FRAGMENTO SELECCIONADO:
El texto comenta la muestra “Relicarios» de la artista colombiana Erika Diettes, realizada en el Centro Cultural de la Memoria Haroldo Conti de marzo a mayo de 2018. ¿Cómo evocar a los muertos de una guerra prolongada y cruel, atravesada por violencias y masacres recíprocas? No hay épica ni justificación ideológica que pueda colmar esa herida abierta. En ese vacío la artista construye una hermandad de los muertos, de todos los muertos que no debieron morir.

“Un estudiante le preguntó al rabino por qué la cigüeña es un ave impura para la Ley judía si su nombre en lengua hebrea es hassidá, que significa alma piadosa, la que ama a los suyos. El rabino no dudó en responderle: justamente por eso, porque sólo ama a los suyos”.
Lecciones del Talmud

Desde hace ya más de sesenta años que Colombia se desgarra como consecuencia de una de las guerras más prolongadas que recuerde Occidente. Y si esto se afirma en tiempo presente es porque a pesar de la firma de los Acuerdos de Paz sellados en Cartagena de Indias en 2016 las víctimas del conflicto siguen multiplicándose, acaso no con la misma intensidad que en años anteriores, pero ni las masacres ni los ajusticiamientos han cesado.

La bibliografía se debate en torno a la definición del drama, algunos aceptan llamarlo guerra y otros apelan al más elusivo de “conflicto armado”, pero lo cierto es que más allá de las denominaciones que se elijan, el número de humillados por la violencia ascienden hasta cifras incomparables con otras regiones del continente: más de 4 millones de desplazados, alrededor de 300.000 muertos y más de 80.000 personas desaparecidas cuyos cuerpos están desperdigados en miles de fosas comunes a lo largo y lo ancho del amplio territorio nacional.

Como todos lo reconocen, la tragedia colombiana que hunde sus raíces en la cuestión agraria y en las batallas entre liberales y conservadores iniciadas a mediados del siglo pasado, fue derivando, con el paso de los años, en una guerra degradada, en la que ninguno de los actores del conflicto evitó recurrir a las peores formas de la violencia para alcanzar su cometido. Desde el ejército en alianza con el paramilitarismo en muchos casos oficiando como defensores de los intereses de grandes multinacionales, hasta las mismas guerrillas en sociedad con el narcotráfico, hicieron de la forma de matar un espectáculo aleccionador no exento de goce para los perpetradores y de enorme sufrimiento para las víctimas.

TAREAS POR RESOLVER:
(1) Según el fragmento sobre el conflicto colombiano, ¿en qué ciudad se firmaron los Acuerdos de Paz de 2016?
(2) Prosigue el fragmento sobre el conflicto colombiano a partir de donde termina.
El material no tiene ningún papel en lo que aquí se pide.

MATERIAL REGISTRADO:
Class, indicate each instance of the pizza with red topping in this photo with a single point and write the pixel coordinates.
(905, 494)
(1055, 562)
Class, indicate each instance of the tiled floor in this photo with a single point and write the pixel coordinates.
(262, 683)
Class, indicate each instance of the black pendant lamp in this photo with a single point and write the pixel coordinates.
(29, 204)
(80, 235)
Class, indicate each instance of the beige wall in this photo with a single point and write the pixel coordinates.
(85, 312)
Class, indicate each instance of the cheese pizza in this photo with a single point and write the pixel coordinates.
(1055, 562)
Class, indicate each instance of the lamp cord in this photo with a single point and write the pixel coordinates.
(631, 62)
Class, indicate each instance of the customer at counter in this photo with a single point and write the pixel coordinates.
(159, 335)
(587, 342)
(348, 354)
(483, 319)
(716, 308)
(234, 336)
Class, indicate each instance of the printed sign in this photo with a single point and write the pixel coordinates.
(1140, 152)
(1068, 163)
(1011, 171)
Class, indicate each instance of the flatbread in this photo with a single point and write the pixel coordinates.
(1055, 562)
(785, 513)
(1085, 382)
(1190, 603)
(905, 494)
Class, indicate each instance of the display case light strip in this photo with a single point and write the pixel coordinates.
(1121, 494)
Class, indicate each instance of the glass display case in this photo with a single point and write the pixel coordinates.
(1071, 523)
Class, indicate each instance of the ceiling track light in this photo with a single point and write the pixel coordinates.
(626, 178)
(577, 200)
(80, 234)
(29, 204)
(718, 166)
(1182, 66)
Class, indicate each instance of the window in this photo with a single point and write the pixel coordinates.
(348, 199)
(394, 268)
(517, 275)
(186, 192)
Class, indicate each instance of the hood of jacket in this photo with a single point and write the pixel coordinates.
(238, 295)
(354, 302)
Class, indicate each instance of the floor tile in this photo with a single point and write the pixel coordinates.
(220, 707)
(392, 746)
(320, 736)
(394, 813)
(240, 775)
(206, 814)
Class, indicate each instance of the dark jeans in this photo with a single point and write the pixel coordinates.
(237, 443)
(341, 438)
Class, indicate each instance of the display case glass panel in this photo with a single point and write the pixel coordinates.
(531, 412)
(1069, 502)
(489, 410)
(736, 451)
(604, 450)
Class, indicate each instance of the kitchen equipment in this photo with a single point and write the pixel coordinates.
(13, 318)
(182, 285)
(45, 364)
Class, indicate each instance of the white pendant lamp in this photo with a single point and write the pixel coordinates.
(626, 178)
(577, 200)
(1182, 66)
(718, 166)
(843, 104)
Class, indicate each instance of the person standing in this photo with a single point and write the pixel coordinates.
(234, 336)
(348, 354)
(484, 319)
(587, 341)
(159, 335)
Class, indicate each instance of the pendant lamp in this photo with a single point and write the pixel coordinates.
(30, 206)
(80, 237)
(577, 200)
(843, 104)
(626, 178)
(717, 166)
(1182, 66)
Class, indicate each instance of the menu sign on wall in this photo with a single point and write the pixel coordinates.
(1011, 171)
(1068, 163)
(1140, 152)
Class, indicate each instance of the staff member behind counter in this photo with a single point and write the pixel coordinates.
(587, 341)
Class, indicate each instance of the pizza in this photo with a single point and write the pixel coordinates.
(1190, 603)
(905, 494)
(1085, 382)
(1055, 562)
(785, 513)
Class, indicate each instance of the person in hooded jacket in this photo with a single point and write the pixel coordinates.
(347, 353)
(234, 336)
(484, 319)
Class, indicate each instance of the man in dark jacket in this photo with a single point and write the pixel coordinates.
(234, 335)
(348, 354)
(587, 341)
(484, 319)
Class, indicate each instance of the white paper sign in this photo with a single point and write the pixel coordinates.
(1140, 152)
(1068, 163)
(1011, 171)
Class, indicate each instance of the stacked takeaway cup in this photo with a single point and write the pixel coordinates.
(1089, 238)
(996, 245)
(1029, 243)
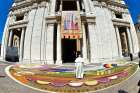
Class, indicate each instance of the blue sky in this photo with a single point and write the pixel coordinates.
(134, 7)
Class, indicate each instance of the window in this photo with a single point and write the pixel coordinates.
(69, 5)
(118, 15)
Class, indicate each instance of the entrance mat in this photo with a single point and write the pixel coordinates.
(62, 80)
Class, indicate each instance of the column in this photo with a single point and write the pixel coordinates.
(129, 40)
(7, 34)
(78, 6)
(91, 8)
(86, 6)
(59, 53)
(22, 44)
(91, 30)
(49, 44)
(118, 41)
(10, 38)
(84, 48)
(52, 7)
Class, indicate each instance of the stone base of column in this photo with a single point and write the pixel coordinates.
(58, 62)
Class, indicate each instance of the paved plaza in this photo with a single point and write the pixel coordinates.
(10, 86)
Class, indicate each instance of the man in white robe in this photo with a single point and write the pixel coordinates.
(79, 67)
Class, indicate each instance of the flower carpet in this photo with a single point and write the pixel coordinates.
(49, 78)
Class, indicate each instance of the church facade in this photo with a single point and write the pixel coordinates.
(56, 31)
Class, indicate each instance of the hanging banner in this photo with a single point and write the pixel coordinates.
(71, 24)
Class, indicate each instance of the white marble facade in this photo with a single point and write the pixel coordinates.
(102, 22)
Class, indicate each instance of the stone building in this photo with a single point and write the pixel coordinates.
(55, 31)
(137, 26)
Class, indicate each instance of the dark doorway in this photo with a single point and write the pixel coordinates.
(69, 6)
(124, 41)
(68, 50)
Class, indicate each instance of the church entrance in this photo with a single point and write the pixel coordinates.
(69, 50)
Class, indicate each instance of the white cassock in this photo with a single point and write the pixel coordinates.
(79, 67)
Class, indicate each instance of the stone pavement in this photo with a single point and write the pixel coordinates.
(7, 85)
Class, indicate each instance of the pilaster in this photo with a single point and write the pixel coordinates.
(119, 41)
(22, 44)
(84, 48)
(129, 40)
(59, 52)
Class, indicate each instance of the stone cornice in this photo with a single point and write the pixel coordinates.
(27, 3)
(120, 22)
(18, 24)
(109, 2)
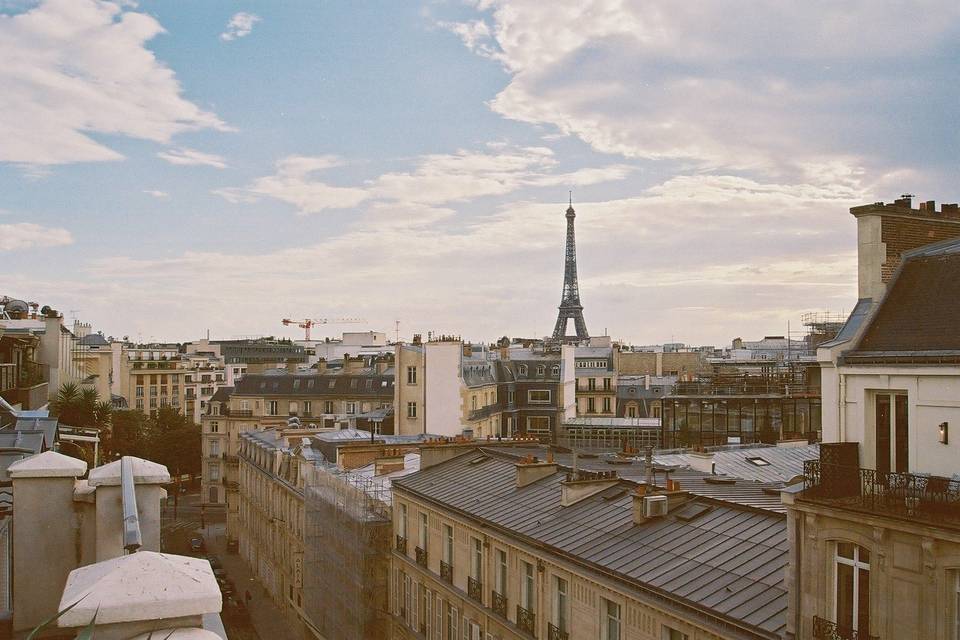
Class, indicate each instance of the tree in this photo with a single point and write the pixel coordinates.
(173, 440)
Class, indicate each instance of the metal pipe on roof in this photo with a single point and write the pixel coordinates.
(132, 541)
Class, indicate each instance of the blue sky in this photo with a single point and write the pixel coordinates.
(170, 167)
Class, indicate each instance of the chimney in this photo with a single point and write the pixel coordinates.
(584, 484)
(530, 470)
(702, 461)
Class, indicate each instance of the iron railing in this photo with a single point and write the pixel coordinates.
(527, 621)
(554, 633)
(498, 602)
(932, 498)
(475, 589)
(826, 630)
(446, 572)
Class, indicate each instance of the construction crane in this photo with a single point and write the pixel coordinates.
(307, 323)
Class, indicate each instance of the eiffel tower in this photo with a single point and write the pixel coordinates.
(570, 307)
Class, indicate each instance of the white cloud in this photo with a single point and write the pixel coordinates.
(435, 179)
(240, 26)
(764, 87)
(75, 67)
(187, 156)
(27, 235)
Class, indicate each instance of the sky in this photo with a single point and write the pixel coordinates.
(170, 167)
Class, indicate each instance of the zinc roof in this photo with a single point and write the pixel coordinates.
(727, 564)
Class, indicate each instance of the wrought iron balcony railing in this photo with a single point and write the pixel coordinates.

RESPUESTAS ESPERADAS:
(1) En Cartagena de Indias.

(2)
A lo largo de los últimos diez años el Centro Nacional para la Memoria Histórica de Bogotá ha logrado construir un verdadero archivo de esta violencia desenfrenada, reuniendo testimonios de las más diversas masacres, muchas de ellas prolongadas en el tiempo y de características dantescas como las de Bahía Portete,  Trujillo,  Bojayá o  Montes de María. Según los testimonios de los testigos y sobrevivientes, sumado a las evidencias recogidas en territorio, nada ha faltado en ellas, ni  la violación sistemática perpetrada por humanos o animales, ni la tortura, ni la rumba bailada al borde de las fosas mientras campesinos o dirigentes sociales esperan el inminente degüello, no otra cosa que formas macabras de envilecimiento de la práctica criminal estrechamente asociadas a la construcción de reputaciones guerreras.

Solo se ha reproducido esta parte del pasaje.